Return every one of the rows below unchanged.

-- start Record list --

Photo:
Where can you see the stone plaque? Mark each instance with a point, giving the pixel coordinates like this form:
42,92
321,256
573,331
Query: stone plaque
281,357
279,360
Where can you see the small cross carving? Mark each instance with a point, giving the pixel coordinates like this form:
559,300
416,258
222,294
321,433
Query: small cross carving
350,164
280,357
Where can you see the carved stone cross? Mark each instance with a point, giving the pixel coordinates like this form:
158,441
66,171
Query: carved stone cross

-- end Record list --

- **Problem solution**
Photo:
Where can you see the stone plaque? Mark each instance with a point, giving the pixel coordinates like this form:
42,92
321,256
573,331
Query: stone plaque
281,357
279,360
Where can you see the small cross carving? Mark each instance with a point, giving the pixel coordinates like this form:
559,300
416,258
222,294
321,433
Query: small cross carving
350,164
280,357
Where can you see the carved stone cross? Mark each instance with a point, giving the pixel coordinates like this form:
158,441
66,171
Query: carved stone cross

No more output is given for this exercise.